Saturday, October 20, 2007
When did my browser turn into a television set?
It seems that up to one third of content is now YouTube or similar video components. Just today over at Slate there was a link
to something about Romney's Fatal Flaw. Click and there is no text. Instead, a video loads, beginning with an ad for an Infiniti sedan. Which can be a surprise if you've opened the link in a tab. ... Where is
that sound coming from?
And who wants to listen to John Dickerson anyway? Reading should be sufficient.
TPM has gone the video route as well. It's okay to use when showing some meaningful body language (!) that Bush might employ. But if it's just the White House Press Secretary or announcement du jour from the State Department, having video isn't necessary. In fact, it's a problem.
It takes too long. It eats bandwidth. It doesn't do what a reporter does: boil down a story so that the essentials are conveyed to the reader.
And some of these videos are awful. There was a twenty-one minute discussion
between Peter Beinart and Jonah Goldberg about Pamela Anderson and Hollywood immorality. You have to see it
to believe it.
Is this what high-speed Internet is turning to? In addition to videos substituting for writing, we are also seeing mini-commercials between web pages.
One thing for sure, this development will result in people spending much less time in front of the computer.
try the flashblock extension for Firefox
I couldn't agree more. I read TPM every day (via RSS and clicking through to see posts of interest, multiple clicks/ day). But I've probably viewed only two or three videos in the months they've been putting them up. I doubt I've ever watched one all the way through.
I have watched one or two bloggingheads, where the advantage over text is that there is at least some real-time interaction between people that one wouldn't get from text. But even in that instance I will keep the audio going while hiding the video.
Also, I don't sample videos just to see if I'm interested in them--I skim text, but I don't skim videos.
The random videoization is a bad trend and I hope people find out that it drives eyeballs away more than it attracts them.

**SUPPLIED INFORMATION:**
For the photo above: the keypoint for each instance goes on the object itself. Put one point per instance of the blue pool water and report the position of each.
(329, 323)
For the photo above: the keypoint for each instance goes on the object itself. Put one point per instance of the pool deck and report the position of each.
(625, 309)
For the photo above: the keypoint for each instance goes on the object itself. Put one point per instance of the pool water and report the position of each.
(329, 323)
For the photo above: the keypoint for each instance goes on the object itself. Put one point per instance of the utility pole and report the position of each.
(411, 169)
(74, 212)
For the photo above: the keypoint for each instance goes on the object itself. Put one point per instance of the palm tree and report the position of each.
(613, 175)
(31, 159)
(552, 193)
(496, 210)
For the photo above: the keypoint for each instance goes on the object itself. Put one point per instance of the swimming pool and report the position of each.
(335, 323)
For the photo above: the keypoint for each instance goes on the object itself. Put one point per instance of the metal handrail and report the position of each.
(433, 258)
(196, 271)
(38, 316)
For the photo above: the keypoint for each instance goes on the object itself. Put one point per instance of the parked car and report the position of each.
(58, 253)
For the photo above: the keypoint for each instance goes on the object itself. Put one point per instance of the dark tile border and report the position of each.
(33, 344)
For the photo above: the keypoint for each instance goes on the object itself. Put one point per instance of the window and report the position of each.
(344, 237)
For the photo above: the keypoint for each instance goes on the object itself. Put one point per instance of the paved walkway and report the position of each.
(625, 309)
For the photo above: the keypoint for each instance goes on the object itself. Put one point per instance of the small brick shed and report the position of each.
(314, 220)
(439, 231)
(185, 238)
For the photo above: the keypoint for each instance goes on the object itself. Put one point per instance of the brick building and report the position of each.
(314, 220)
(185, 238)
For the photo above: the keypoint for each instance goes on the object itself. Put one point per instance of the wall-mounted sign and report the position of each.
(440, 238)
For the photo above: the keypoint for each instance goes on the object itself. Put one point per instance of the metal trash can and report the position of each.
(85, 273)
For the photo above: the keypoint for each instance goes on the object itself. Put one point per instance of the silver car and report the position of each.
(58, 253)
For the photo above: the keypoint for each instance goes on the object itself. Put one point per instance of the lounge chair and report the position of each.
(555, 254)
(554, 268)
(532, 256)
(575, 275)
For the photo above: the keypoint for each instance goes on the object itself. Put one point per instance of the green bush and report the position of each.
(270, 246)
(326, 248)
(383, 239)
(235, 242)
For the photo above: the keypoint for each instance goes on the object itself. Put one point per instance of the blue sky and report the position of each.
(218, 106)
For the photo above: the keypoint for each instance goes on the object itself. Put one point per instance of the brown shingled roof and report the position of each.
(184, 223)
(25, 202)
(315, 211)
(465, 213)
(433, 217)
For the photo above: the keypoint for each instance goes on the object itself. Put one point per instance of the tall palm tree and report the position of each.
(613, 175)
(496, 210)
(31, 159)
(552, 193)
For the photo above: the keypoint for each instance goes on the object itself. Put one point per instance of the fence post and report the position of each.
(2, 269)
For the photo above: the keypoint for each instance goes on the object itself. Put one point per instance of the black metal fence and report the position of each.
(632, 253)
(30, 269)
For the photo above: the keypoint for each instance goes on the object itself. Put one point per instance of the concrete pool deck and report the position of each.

**PROMPT 1:** In the blog post about video on news sites, how long was the discussion between Peter Beinart and Jonah Goldberg?
**PROMPT 2:** Translate this sentence from the blog post about video on news sites into Spanish: "One thing for sure, this development will result in people spending much less time in front of the computer."
**PROMPT 3:** Carry the blog post about video on news sites forward from its last sentence.

**RESULT 1:** Twenty-one minutes.

**RESULT 2:** Una cosa es segura: este fenómeno hará que la gente pase mucho menos tiempo frente a la computadora.

**RESULT 3:**
However, some things really are necessary to see in moving images (the "Macaca" incident, a true documentary of the sort that fellow from The Nation did at conservative gatherings -- though IMO he didn't do them that well after establishing the concept. The "necessary" videos are a small fraction of the vids I encounter. 99 percent of stuff is better communicated through text.
OTOH, for entertainment things, I download stuff to view on my home TV system. I don't want to be glued to a computer to watch a BBC documentary or a sitcom.
Anon: I agree that some things are best on video (I'm not like those folks who are proud not to own a television set), and I don't click much on those that are there.
Your expression (ramdom videoization) is apt. It's being done partly just because it can be done. Reminds me in some ways of the local news helicopter filming a police chase, in a way. While very few are interesting*, for the most part they eat up time and and the end of the broadcast, you've lost out on real news.
* Once in Los Angeles, there was a chase of someone who stole a large truck used to distribute 7-UP. Now that was weird, and worth watching. (When the truck made some turns, two-liter bottles would fly out the open cargo area and roll on the street and explode.)
It's also annoying, if one uses a computer without sound equipment as the one I sit in front of currently.
And I usually print out interesting stuff to keep a record (also better for the eyes). Difficult to do that with videos.
One important factor is that reading text is _much_ faster.
I remember taking one of Clinton's longish State of the Union addresses and reading the entire transcript. It was roughly four times faster than the stated runtime.
If I want video, I can go to YouTube myself. Why can't simple text links to the video files be posted without having to waste bandwidth and page space with clunky embedded files? I have to admit that bandwidth economy is one of the few things that Drudge does right (at least on my system).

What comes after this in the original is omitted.